- Selected passage
# # #

Ian Ollis is currently a candidate for the Masters of City Planning (Transportation) programme at MIT in Boston. He formerly served as a South African MP, (Shadow Transport, Labour and Education Minister). He has also worked as a city councillor in Johannesburg, briefly lectured at Wits University and ran a real estate company. He has no dogs!

Urban sprawl and everything that goes with it are global crises, and rapidly approaching disastrous proportions in South Africa. Solving the problems is fraught with every conceivable problem – all the more reason to get started right away.

I got chatting to Arnold Smit on the plane to Parliament this week about the future of South African cities. He represents the Centre for Business in Society at the University of Stellenbosch Business School. Long ago I became concerned about the long-term future of cities in the world and South African cities in particular, because the general population and most city fathers do not understand the crisis into which we are heading. Smit made the point to me that you probably only need about 4% of society to fully understand the crisis, but the trouble in SA is that often it’s not the correct 4% of leadership that understand.  If local and provincial government, let alone national government do not grasp the world crisis, then we are simply not going to be able to respond until it’s too late.

Personally I don’t like scaremongering. The old apartheid government put me off that kind of politics. With the racial epithets being thrown around at present over the new employment equity laws, I have avoided writing on my perspectives on race this week. I’ll keep that article for when we are not in the middle of electioneering.

# # #

[Dataset records on object locations]
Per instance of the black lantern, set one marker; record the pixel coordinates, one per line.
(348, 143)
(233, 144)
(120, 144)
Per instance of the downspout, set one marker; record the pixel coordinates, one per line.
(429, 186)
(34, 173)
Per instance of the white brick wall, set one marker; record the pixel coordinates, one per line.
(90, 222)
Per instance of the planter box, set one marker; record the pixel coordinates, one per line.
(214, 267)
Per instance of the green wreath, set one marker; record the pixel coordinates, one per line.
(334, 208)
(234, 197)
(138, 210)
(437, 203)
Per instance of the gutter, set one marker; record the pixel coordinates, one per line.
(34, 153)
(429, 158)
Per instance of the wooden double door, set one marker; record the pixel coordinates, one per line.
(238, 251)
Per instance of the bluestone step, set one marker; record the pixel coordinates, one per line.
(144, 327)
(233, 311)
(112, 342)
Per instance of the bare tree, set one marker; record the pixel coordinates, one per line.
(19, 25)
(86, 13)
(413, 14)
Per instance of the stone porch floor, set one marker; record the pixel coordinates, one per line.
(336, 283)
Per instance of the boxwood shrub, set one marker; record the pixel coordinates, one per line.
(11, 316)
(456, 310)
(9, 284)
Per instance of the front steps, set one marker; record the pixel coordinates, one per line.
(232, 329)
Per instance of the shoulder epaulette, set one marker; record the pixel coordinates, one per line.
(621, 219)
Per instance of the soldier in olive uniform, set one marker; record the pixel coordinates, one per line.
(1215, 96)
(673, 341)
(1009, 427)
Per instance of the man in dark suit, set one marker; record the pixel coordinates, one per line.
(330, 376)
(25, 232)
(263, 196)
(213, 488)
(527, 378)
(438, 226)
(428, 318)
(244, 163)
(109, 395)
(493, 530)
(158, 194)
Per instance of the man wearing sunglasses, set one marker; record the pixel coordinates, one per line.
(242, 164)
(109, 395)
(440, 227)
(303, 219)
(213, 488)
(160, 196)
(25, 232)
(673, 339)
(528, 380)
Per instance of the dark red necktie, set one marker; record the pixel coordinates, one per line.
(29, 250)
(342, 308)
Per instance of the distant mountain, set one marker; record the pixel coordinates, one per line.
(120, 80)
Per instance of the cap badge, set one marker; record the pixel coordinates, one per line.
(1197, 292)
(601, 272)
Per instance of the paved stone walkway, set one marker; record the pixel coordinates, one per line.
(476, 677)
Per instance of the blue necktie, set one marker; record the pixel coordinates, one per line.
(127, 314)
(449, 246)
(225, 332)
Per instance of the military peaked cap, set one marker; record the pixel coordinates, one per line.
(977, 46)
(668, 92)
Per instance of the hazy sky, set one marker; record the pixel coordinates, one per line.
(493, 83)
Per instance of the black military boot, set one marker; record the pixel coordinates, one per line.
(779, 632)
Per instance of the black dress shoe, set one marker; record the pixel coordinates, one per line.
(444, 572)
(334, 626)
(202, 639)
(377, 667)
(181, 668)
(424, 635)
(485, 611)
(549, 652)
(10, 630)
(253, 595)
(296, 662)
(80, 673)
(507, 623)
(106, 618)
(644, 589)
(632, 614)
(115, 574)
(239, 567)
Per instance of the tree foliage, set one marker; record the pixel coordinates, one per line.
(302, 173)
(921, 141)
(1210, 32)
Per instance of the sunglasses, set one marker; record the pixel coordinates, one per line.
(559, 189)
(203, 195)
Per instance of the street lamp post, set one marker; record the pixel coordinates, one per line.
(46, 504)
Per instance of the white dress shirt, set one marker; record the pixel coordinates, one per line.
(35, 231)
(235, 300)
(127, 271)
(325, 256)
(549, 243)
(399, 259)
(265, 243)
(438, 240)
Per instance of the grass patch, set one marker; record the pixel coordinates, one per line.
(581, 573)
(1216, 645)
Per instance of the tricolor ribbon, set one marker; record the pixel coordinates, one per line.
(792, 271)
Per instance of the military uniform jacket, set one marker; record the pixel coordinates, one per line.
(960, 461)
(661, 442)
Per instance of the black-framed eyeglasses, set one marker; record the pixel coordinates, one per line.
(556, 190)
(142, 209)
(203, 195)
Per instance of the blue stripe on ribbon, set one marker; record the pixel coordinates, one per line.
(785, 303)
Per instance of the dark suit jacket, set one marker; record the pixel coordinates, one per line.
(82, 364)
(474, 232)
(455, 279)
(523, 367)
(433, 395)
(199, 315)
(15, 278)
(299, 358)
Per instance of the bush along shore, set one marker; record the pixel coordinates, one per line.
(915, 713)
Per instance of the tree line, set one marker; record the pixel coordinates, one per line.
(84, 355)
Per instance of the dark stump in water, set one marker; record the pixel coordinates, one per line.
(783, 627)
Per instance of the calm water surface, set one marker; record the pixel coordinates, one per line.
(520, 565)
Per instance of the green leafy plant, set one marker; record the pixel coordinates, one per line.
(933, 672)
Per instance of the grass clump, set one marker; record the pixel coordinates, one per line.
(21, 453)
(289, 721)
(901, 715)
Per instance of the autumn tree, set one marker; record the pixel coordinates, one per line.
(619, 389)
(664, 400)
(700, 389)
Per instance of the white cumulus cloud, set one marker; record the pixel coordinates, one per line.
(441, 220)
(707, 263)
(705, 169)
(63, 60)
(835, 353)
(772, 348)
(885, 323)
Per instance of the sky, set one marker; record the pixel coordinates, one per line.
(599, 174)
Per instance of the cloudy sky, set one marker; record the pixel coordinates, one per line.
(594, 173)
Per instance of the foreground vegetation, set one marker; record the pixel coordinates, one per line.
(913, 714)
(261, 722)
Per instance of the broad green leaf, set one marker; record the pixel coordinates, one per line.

# # #

- Things to do
A. Please output the part of the urban sprawl article starting with "Urban sprawl and" and going on through "started right away.".
B. Go on with the urban sprawl article from its last sentence.
The entries are material apart from the urban sprawl article.

- Outputs in order
A.
Urban sprawl and everything that goes with it are global crises, and rapidly approaching disastrous proportions in South Africa. Solving the problems is fraught with every conceivable problem – all the more reason to get started right away.

B.
However, my first concern about the impending city crisis is that people seem to relegate the discussion to green issues, which must be looked after by those people with green fingers and degrees from Oxbridge. You can even see this view reflected in Wikipedia: “sustainable city, or eco-city is a city designed with consideration of environmental impact”. Now, the term “sustainable city” has to mean “eco-city” which is a pity. That’s far too narrow a scope for the problem we face.

The crisis in our cities is we cannot sustain our cities with current practices in the full sense of sustain, including, (but not limited to) financial planning, spatial and town planning, roads and storm water infrastructure, water, electricity and sewer installation and recycling as well as the human migration and sustainable employment practices. It’s not just a green revolution that we need. The environmental crisis is but a subset of the problem. With current practices, our cities are not sustainable financially either. Nor can we control people movements and job opportunities, which makes spatial and urban planning very difficult.

Let’s tackle infrastructure first. Most large modern metropolitan conglomerates were built around 100 years ago, or greatly enlarged around that time after the advent of motorised transport, creating the typical American suburbia. It has taken us roughly 100 years to realise the headache we have built as a result. Environmentalists have listed the challenge for us as being a depletion of resources. The resources of the planet are being consumed to maintain our cities faster than we can replace them. The typical example quoted is how London would die as a city if the air and shipping routes were cut off. There would not be enough produce to keep the city alive and the city would die, being strangled by a lack of natural and processed resources.

However, the other half of that equation is missed in the green debate. The problem in a nutshell is that the pipes and cables and drains of cities installed 100 years ago are now decaying and in need of repair. Cities around the world require more and more money for maintenance and replacement of infrastructure to maintain services such as water, electricity, sewerage and garbage removal. And here’s the problem: without raising taxes in an unsustainable fashion, how do we replace that ageing infrastructure without compromising something else? Inevitably political decisions have to be made. Unrealistic increases are avoided and above-ground visible service delivery is compromised to replace the essential services below the ground that carry our water and so on.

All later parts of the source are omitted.